**GIVEN EXERCISE**
Write out the data below in full, unchanged, minus the images.

(Point labeling dataset excerpts)
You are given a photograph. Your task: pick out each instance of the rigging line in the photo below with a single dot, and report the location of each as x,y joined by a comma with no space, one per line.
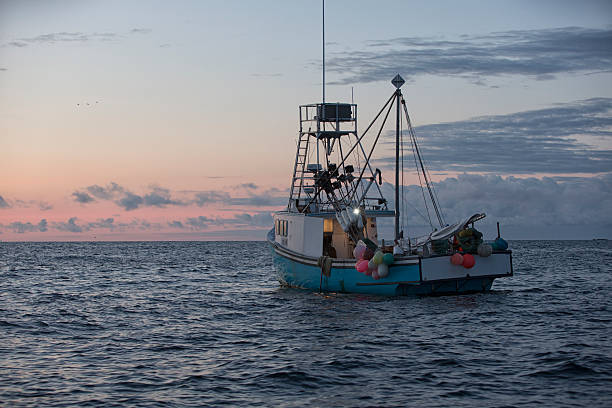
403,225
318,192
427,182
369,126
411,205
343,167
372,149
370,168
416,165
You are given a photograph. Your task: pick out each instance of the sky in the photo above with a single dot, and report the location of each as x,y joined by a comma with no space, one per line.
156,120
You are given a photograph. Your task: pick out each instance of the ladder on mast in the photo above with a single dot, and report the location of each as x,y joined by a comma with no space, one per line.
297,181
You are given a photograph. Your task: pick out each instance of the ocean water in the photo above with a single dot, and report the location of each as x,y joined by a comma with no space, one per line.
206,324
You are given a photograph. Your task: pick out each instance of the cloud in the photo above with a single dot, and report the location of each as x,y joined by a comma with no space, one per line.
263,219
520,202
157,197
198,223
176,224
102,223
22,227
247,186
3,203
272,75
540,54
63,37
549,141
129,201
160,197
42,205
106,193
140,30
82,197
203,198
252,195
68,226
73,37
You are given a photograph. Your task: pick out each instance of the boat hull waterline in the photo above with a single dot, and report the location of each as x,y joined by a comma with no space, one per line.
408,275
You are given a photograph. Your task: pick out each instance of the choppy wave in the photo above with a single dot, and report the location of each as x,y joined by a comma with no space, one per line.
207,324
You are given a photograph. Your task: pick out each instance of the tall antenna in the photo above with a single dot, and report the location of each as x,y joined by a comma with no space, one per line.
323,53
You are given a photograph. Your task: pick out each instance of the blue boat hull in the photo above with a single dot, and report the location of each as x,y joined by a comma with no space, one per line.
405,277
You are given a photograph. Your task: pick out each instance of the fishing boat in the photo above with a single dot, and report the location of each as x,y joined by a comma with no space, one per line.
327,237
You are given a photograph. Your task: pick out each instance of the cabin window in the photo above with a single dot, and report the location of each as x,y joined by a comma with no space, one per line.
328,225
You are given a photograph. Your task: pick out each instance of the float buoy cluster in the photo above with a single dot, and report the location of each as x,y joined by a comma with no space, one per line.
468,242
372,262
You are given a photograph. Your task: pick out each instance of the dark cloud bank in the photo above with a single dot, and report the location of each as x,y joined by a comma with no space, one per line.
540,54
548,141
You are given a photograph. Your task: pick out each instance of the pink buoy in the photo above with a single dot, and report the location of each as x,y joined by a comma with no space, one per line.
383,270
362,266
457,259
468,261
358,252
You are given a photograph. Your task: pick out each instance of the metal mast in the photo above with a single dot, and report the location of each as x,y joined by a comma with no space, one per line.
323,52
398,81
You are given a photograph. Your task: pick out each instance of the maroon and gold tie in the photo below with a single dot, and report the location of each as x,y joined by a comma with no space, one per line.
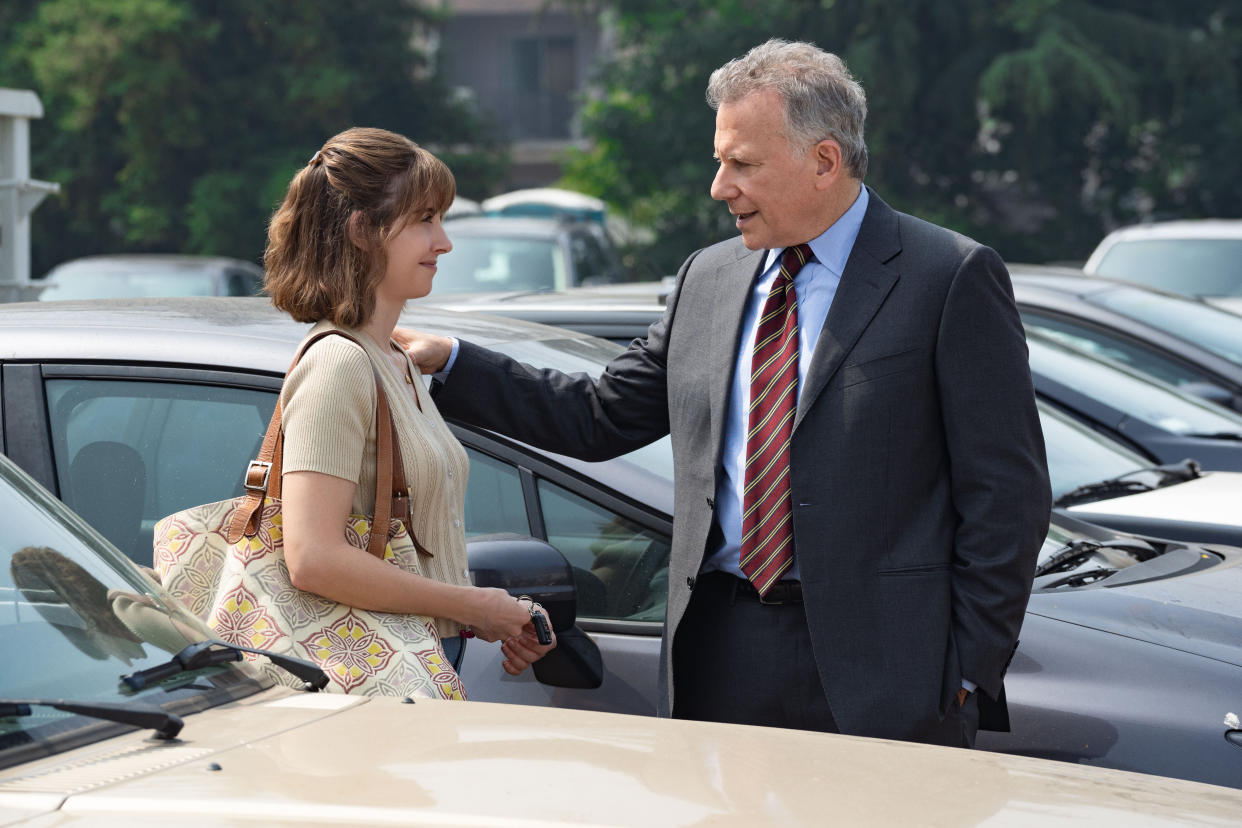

**REPLY TO THE EXERCISE**
You are given a photograph. Your task: pick out each instance of the rigging line in the photo below with a single dot, and report the location of each as x,y joined by a comma with no space, one per line.
403,225
318,192
427,182
369,126
411,205
343,167
372,149
370,168
416,165
You are given a photograph. Your task: pick out each instance of the sky in the photo above with a single dot, and report the location of each as x,y joined by a comma with no space, one per line.
156,120
You are given a photograph. Your task: pick out each instance of the ladder on mast in the photo above with a single dot, and report the location of each as x,y joined by a comma with no space, one per line.
297,181
You are given a photograph. Your task: pick out each instance of the ocean water in the photo above with a single dot, and report the location of each as x,y joined by a comma with no space, one per line.
206,324
You are given a photograph. Your task: pick out each instance of the cloud in the photo above with a single dot, and report the location of each as x,y joined by a comma with no space, one per line.
263,219
520,202
157,197
198,223
176,224
102,223
22,227
247,186
3,203
272,75
540,54
63,37
549,141
129,201
160,197
42,205
106,193
140,30
82,197
203,198
252,195
68,226
73,37
You are given a photograph. Your task: pick out each instance of the boat hull waterline in the photo above with a single dot, and report the location of each as x,y joined by a comma with no space, one per line.
408,275
You are given a photograph. Your task: pick out each instance of the choppy wave in the photo above with a single dot, and report the location of each as x,y joined by a comma with no space, one per line.
207,324
You are given a photograph. Your task: pick out each instance of the tall antenna in the photo above with a single dot, and report the location of each as x,y joined by a comma with no space, one per line.
323,53
You are given a photograph. Your task: pick out each instance of the blue boat hull in the photo above with a single dot, and report the location of each as x,y joined by a comma with no space, one per line.
405,277
You are given a photograph. Your task: pick out each instance of the fishing boat in the photo above with a single dot, and report the location of each as x,y joined by a comma with no space, one per line.
327,237
You are given a photograph. Your task: pick out each instance of the cabin window in the photo above with a single dot, and report the location of each as x,y joined by a comma with no space, one per line.
328,225
You are given a photograph. Your task: pick out each instance of the float buoy cluster in the photo above with a single dot, and report the location of each as x,y joined by a comma with no space, one per line.
468,242
372,262
You are given a photograph. Your task: pick out each instance of the dark cloud bank in the photo above with a single dot, and report the location of each as x,y joined by a comma with no space, one per line.
540,54
548,141
You are given a photograph. Your task: pick out each instance of the pink buoy in the photo above with a single dot, and report the location of each as x,y joined by a comma with no space, one per line.
383,270
362,266
457,259
468,261
358,252
You are given a photograph. Your task: pick out each instance of the metal mast in the photo above with a single dot, and report the location of each as x,y joined by a comma with no space, one per line.
323,52
398,81
You are given a photograph. Your task: pick out each instance of the maroon and gold tie in the photo below with a single dot, and report the location of each as x,y joined by a comma with no space, one per line.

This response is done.